▶ [PROBLEMS AND TASKS]
[1] Update the part of the Rysheed Jordan passage that opens with the words containing "But for the" and closes with "pile of rubble.", putting "frequent visitors" in place of "regular visitors".
[2] Carry the Rysheed Jordan passage forward from its last sentence.

▶ [PASSAGE]
------------------------
But for the common folk, there can be no doubt, the Prince of ‘Norf’ Philly reigned supreme… UCLA, St. John’s and Temple basketball coaches were regular visitors to neighborhood of North Philadelphia known as Sharswood. They were stalking Rysheed Jordan… Members of college basketball’s royalty were frequently roaming on and about the grounds of the Norman Blumberg Apartments. Middle-aged wealthy white millionaires didn’t make their way though Sharswood too often. The poverty and crime rates at Blumberg were double the rest of the city’s. At the time, Blumberg was considered PHA’s “most distressed” public housing complex. So much so that three years later, they hit the detonation button and blew it up, reducing it to pile of rubble.

But in 2013, Sharswood was the place to be… Especially if you were a hoophead seeking out the very best action or a high major college basketball coach looking for a player with the potential to lead you to a Final Four or even a National Championship.

Rysheed Jordan and Robert Vaux High School were vying for Philadelphia basketball supremacy. Keep in mind, Vaux had never been a factor before the Phoenix-like rise of Jordan. Indeed, Vaux was literally on it’s last legs. In March, 2013, The School District of Philadelphia voted to close Vaux and 22 other district-run schools at the end of the school year.

Rasheed Jordan, unlike most of the other high profile prospects of his era, played with his childhood friends at an under-performing neighborhood public high school.

What? This just doesn’t happen… The lure of “national” schedules and ESPN games typically overrides any commitment to family and friends at the neighborhood school…

But, Jordan was different… Very different!
------------------------
Region pointing data
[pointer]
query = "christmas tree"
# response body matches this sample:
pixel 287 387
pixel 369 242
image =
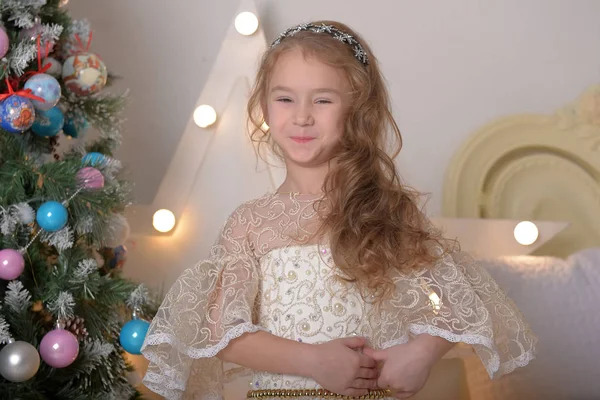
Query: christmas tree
pixel 67 316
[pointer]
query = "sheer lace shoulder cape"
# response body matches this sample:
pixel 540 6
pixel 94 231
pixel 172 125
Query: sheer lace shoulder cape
pixel 219 299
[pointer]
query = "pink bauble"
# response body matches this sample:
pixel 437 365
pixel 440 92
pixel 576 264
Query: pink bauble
pixel 46 46
pixel 59 348
pixel 4 42
pixel 12 264
pixel 90 178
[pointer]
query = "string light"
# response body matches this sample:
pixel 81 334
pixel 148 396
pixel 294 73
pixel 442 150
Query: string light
pixel 526 233
pixel 246 23
pixel 205 116
pixel 163 220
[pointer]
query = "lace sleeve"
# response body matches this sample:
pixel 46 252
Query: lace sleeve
pixel 459 301
pixel 208 306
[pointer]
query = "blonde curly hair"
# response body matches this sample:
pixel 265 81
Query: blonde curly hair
pixel 373 221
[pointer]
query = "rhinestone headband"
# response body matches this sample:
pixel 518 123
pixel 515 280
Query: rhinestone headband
pixel 332 31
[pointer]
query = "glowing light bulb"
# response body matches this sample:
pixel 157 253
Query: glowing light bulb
pixel 163 220
pixel 246 23
pixel 205 116
pixel 526 233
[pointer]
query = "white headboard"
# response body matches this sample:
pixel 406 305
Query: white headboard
pixel 534 167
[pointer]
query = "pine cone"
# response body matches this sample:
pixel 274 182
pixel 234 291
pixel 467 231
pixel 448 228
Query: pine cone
pixel 76 326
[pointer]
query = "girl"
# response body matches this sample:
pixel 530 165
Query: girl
pixel 335 284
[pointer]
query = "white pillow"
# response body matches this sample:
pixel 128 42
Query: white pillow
pixel 560 300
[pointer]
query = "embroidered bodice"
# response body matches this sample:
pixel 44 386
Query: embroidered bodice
pixel 266 273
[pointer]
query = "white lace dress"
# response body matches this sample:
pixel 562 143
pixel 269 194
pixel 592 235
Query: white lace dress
pixel 258 278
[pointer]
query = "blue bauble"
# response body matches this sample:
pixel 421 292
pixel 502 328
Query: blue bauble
pixel 75 125
pixel 133 334
pixel 44 86
pixel 52 216
pixel 48 123
pixel 16 114
pixel 94 159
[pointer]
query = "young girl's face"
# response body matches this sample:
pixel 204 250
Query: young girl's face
pixel 306 102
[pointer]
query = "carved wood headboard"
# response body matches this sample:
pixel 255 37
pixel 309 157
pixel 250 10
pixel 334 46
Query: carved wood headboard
pixel 534 167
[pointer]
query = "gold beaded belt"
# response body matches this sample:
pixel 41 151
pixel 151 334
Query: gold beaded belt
pixel 318 393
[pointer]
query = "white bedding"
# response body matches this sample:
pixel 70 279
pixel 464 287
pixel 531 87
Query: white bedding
pixel 560 299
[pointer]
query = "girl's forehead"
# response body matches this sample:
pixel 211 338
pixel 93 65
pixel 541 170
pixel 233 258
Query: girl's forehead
pixel 300 68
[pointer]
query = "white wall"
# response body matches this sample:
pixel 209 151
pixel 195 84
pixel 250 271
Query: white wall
pixel 451 67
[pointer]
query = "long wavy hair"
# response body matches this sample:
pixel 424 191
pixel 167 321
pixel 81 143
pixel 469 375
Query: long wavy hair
pixel 373 221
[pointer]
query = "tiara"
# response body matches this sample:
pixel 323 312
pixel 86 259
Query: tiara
pixel 332 31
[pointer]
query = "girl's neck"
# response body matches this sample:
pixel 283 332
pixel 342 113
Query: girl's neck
pixel 302 180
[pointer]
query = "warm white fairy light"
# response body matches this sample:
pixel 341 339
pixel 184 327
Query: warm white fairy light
pixel 205 116
pixel 163 220
pixel 526 233
pixel 246 23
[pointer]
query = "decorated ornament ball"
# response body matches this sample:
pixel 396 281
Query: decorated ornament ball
pixel 12 264
pixel 84 74
pixel 133 335
pixel 16 114
pixel 46 46
pixel 52 216
pixel 45 86
pixel 55 68
pixel 48 123
pixel 59 348
pixel 19 361
pixel 94 159
pixel 90 178
pixel 4 42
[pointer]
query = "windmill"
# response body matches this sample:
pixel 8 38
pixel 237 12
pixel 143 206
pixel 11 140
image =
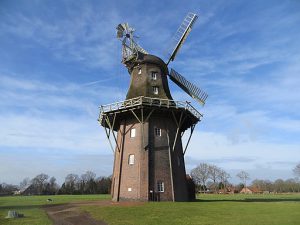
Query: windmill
pixel 146 128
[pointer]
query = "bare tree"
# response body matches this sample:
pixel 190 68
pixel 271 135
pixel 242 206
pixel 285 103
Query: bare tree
pixel 53 186
pixel 214 174
pixel 224 176
pixel 25 182
pixel 244 176
pixel 200 174
pixel 71 184
pixel 39 182
pixel 296 170
pixel 88 184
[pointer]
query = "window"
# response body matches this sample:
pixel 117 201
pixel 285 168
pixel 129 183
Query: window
pixel 178 160
pixel 160 186
pixel 155 90
pixel 131 159
pixel 132 132
pixel 157 131
pixel 154 75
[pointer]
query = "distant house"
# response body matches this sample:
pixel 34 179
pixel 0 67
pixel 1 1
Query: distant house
pixel 27 190
pixel 228 190
pixel 250 190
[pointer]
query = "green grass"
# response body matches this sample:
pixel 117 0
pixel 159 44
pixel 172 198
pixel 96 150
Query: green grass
pixel 209 209
pixel 30 206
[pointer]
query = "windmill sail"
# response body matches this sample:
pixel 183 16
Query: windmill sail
pixel 180 36
pixel 188 87
pixel 130 48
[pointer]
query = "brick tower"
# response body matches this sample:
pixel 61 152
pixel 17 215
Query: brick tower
pixel 147 128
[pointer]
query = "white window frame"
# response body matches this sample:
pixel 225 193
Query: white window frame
pixel 154 75
pixel 131 159
pixel 157 132
pixel 155 90
pixel 132 132
pixel 160 186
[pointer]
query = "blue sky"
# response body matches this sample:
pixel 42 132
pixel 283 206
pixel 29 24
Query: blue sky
pixel 60 60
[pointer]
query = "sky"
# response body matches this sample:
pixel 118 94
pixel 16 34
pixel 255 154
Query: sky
pixel 61 60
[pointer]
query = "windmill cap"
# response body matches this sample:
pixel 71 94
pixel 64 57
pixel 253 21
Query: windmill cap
pixel 147 58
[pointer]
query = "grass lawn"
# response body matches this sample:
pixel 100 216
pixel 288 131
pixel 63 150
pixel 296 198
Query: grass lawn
pixel 30 206
pixel 209 209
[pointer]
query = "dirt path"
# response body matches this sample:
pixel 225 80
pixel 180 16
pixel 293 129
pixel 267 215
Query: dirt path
pixel 71 214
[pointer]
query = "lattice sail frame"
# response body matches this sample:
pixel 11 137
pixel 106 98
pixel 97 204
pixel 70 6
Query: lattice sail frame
pixel 181 35
pixel 130 48
pixel 191 89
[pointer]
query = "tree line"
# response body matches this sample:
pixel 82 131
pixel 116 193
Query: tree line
pixel 205 176
pixel 42 184
pixel 209 177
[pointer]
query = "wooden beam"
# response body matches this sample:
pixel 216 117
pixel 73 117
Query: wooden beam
pixel 192 130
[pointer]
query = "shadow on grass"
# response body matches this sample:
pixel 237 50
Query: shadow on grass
pixel 21 207
pixel 251 200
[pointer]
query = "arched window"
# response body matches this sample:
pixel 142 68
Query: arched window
pixel 131 159
pixel 160 186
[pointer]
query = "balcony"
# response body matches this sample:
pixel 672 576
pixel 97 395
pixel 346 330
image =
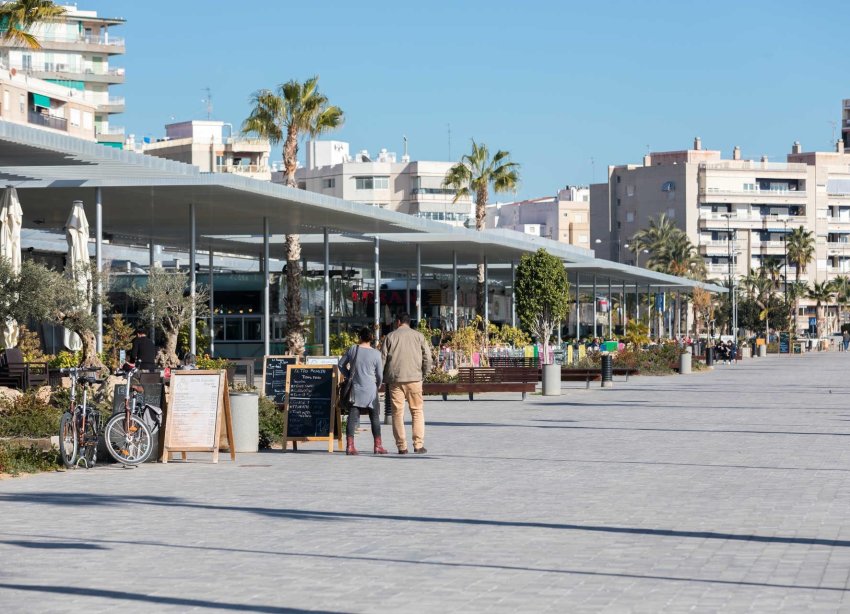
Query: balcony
pixel 111 45
pixel 48 121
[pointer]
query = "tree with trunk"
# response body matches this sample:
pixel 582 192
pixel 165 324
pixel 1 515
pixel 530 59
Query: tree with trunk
pixel 474 174
pixel 46 295
pixel 286 115
pixel 166 301
pixel 542 294
pixel 18 17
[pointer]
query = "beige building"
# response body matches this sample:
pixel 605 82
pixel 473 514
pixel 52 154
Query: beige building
pixel 564 217
pixel 45 105
pixel 413 187
pixel 736 211
pixel 203 144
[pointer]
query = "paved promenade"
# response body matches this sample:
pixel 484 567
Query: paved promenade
pixel 726 491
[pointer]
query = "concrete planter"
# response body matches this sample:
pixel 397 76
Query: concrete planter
pixel 245 410
pixel 552 380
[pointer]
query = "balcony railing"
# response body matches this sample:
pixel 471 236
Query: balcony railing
pixel 48 121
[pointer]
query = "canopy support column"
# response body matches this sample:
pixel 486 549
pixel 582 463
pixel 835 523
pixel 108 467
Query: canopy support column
pixel 418 284
pixel 267 316
pixel 377 288
pixel 98 259
pixel 454 290
pixel 192 280
pixel 327 287
pixel 211 283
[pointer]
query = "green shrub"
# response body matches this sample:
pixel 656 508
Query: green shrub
pixel 15 459
pixel 271 423
pixel 27 416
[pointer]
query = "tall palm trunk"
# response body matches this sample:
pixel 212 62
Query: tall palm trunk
pixel 480 216
pixel 292 302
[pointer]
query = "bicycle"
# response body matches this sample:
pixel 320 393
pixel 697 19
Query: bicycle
pixel 129 439
pixel 79 429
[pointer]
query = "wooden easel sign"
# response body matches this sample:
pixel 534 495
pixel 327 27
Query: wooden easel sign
pixel 198 409
pixel 311 413
pixel 274 376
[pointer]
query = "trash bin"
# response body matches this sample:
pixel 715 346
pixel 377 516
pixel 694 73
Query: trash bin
pixel 245 413
pixel 607 371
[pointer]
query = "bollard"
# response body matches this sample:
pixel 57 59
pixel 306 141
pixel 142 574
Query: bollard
pixel 607 371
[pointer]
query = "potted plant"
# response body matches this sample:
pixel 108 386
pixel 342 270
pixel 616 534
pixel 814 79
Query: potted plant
pixel 542 292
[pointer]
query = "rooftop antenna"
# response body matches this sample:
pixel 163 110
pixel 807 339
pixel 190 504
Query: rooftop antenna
pixel 208 101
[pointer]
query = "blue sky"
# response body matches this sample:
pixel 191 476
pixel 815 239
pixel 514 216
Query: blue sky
pixel 557 84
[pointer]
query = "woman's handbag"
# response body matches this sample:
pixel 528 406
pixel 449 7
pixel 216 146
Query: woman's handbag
pixel 346 392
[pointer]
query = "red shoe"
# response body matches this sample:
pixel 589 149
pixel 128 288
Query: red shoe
pixel 379 447
pixel 350 450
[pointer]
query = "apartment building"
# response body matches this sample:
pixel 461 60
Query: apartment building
pixel 76 54
pixel 564 217
pixel 736 211
pixel 413 187
pixel 203 143
pixel 45 105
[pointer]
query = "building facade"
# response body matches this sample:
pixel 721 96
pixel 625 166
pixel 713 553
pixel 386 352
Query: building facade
pixel 202 143
pixel 564 217
pixel 76 54
pixel 736 211
pixel 413 187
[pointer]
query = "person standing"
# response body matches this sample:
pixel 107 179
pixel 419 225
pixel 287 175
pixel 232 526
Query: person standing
pixel 363 365
pixel 143 351
pixel 407 359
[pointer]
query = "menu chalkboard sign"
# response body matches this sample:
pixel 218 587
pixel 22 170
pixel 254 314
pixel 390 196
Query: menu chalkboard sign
pixel 274 376
pixel 311 411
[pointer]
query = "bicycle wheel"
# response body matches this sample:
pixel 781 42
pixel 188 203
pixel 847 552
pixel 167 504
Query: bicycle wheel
pixel 90 436
pixel 68 440
pixel 128 448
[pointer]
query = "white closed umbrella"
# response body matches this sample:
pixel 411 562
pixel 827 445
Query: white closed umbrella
pixel 77 234
pixel 11 218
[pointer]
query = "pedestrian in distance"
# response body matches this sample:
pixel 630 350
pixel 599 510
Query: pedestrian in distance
pixel 364 366
pixel 407 359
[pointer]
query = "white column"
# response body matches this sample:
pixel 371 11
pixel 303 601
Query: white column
pixel 454 290
pixel 486 295
pixel 377 288
pixel 98 259
pixel 327 310
pixel 211 283
pixel 267 315
pixel 513 294
pixel 192 279
pixel 418 283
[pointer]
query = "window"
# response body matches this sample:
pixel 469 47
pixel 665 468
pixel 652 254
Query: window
pixel 372 183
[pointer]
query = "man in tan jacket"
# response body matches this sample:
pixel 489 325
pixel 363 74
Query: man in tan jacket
pixel 407 359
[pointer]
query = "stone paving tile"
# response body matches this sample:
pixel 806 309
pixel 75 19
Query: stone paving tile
pixel 724 491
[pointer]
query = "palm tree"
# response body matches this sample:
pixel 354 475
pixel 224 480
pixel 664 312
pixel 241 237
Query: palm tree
pixel 475 172
pixel 820 292
pixel 18 17
pixel 293 110
pixel 800 246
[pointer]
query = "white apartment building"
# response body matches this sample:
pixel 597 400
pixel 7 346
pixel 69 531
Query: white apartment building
pixel 76 55
pixel 44 105
pixel 413 187
pixel 736 211
pixel 564 217
pixel 203 144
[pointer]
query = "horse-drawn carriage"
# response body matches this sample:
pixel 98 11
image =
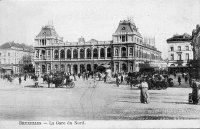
------------------------
▶ [PER-TASK ANSWERS]
[1]
But for the common folk, there can be no doubt, the Prince of ‘Norf’ Philly reigned supreme… UCLA, St. John’s and Temple basketball coaches were frequent visitors to neighborhood of North Philadelphia known as Sharswood. They were stalking Rysheed Jordan… Members of college basketball’s royalty were frequently roaming on and about the grounds of the Norman Blumberg Apartments. Middle-aged wealthy white millionaires didn’t make their way though Sharswood too often. The poverty and crime rates at Blumberg were double the rest of the city’s. At the time, Blumberg was considered PHA’s “most distressed” public housing complex. So much so that three years later, they hit the detonation button and blew it up, reducing it to pile of rubble.

[2]
Ranked #17 in the nation by ESPN, Jordan could have easily fled to one of the national basketball academies like Huntington Prep, IMG, Montverde or Findlay Prep… He didn’t…

He could have chosen to suit up for one of the Catholic League powerhouse programs like Roman Catholic, Neumann-Goretti of Archbishop Caroll… He didn’t…

He resisted the lure of prominent Charter programs like Imhotep, Math, Civics and Sciences (MCS), and Boy’s Latin

Sheed stayed ‘round da way… He rose to national prominence playing for his neighborhood high school… He played basketball with the same guys he ate free lunches with in 3rd grade… He played in front of passionate and frenzied crowds with the scent of ‘loud’ wafting through the air…

Undying loyalty to his friends, his teammates, his coaches and his ‘hood’ made Sheed’s journey special… The love and affection was returned 100-fold!

His friends, his teammates, his coaches and his ‘hood’ supported the Prince in a manner impossible to explain to people from outside of Philadelphia.

These muthafuckas rode unbelievably HARD for Sheed!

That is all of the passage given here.